## Page text
___

Using Specialization in Branching
You can improve the performance of both CPU and Intel® Graphics devices by converting the uniform conditions that are equal across all work-items into compile time branches, a techniques known as specialization.
The approach, which is sometimes referred as Uber-Shader in the pixel shader context, is to have a single kernel that implements all needed behaviors, and to let the host logic disable the paths that are not currently required. However, setting constants to branch on calculations wastes the device facilities, as the data is still being calculated before it is thrown away. Consider a preprocess approach instead, using #ifndef blocks.
Original kernel that uses constants to branch:
__kernel void foo(__constant int* src,                                          
                 __global int* dst,                                                                       unsigned char bFullFrame, unsigned char bAlpha)
{
        …
        if(bFullFrame)//uniform condition (equal for all work-items
        {                       
        …
                if(bAlpha) //uniform condition
                {       
                …               
                }
                else
                {
                …
                }
        else
        {
        …
        }
} 
  The same kernel with compile time branches:
__kernel void foo(__constant int* src,                                          
                 __global int* dst)

___

## Data listing
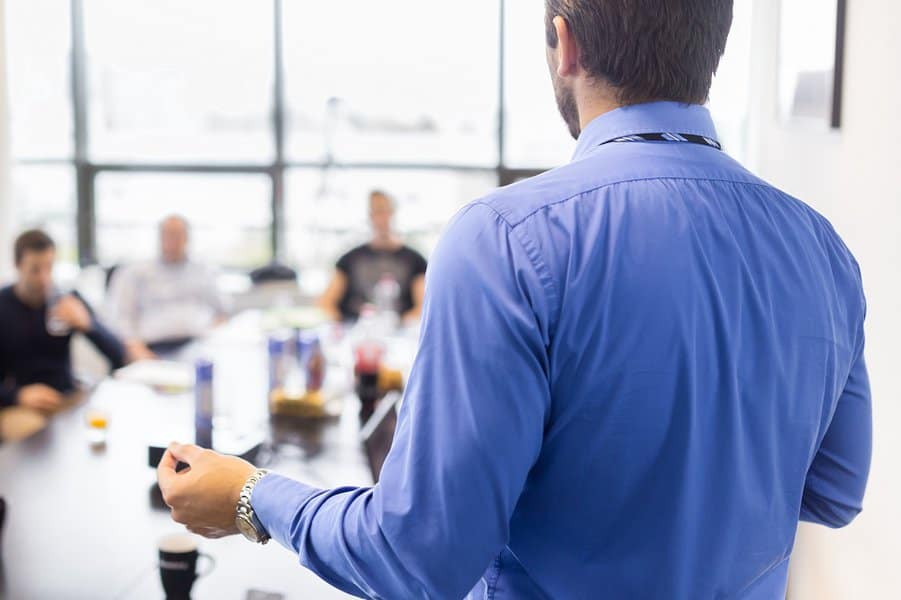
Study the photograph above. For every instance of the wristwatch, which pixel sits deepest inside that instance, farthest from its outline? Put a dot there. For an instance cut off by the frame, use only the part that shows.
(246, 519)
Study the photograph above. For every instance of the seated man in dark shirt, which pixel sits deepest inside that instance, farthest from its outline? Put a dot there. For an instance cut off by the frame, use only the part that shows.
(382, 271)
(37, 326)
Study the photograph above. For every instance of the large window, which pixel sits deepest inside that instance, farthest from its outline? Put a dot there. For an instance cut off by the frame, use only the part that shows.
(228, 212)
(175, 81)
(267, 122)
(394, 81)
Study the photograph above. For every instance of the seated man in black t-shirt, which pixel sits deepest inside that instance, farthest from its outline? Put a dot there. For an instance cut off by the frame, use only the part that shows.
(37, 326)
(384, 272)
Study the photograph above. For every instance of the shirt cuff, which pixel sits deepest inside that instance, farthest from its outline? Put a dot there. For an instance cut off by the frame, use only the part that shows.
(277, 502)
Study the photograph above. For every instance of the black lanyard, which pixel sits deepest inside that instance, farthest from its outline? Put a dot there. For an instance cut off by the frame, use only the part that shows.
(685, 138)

___

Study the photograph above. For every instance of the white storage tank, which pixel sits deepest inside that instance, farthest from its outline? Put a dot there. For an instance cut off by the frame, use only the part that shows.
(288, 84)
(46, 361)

___

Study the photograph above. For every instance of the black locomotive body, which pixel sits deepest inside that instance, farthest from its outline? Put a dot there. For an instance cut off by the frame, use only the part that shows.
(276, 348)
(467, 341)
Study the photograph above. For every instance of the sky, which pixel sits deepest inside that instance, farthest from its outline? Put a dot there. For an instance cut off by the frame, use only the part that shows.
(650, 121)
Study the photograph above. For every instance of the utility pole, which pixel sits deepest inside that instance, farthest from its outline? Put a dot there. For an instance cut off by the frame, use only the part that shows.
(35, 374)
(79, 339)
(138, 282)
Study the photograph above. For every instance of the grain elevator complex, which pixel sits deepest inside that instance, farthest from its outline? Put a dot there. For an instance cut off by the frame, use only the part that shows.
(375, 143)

___

## Required work
**1.** Locate each line in the entries above that contains the word "black", and copy those lines.
**2.** Pick up the page on using specialization in branching at its last line and continue it.

## Exercise responses
**1.**
Study the photograph above. For every instance of the seated man in black t-shirt, which pixel sits deepest inside that instance, farthest from its outline? Put a dot there. For an instance cut off by the frame, use only the part that shows.
Study the photograph above. For every instance of the black lanyard, which pixel sits deepest inside that instance, farthest from its outline? Put a dot there. For an instance cut off by the frame, use only the part that shows.
Study the photograph above. For every instance of the black locomotive body, which pixel sits deepest inside that instance, farthest from its outline? Put a dot there. For an instance cut off by the frame, use only the part that shows.

**2.**
{
        …
        #ifdef bFullFrame
        {                       
        …
                #ifdef bAlpha
                {       
                …               
                }
                #else
                {
                …
                }
                #endif
        #else
        {
        …
        }
        #endif
} 
  Also consider similar optimization for other constants.
Finally, avoid or minimize use of branching in short computations with using min, max, clamp or select built-ins instead of “if and else”.
Also, optimizing specifically for the OpenCL™ Intel Graphics device, ensure all conditionals are evaluated outside of code branches (for the CPU device it does not make any difference).
For example, the following code demonstrates conditional evaluation in the conditional blocks:
if(x && y || (z && functionCall(x, y, z))
 {
    // do something
 }
 else
 {
    // do something else
 } 
  The following code demonstrates the conditional evaluation moved outside of the conditional blocks:
//improves compilation time for Intel® Graphics device
bool comparison = x && y || (z && functionCall(x, y, z));
 if(comparison)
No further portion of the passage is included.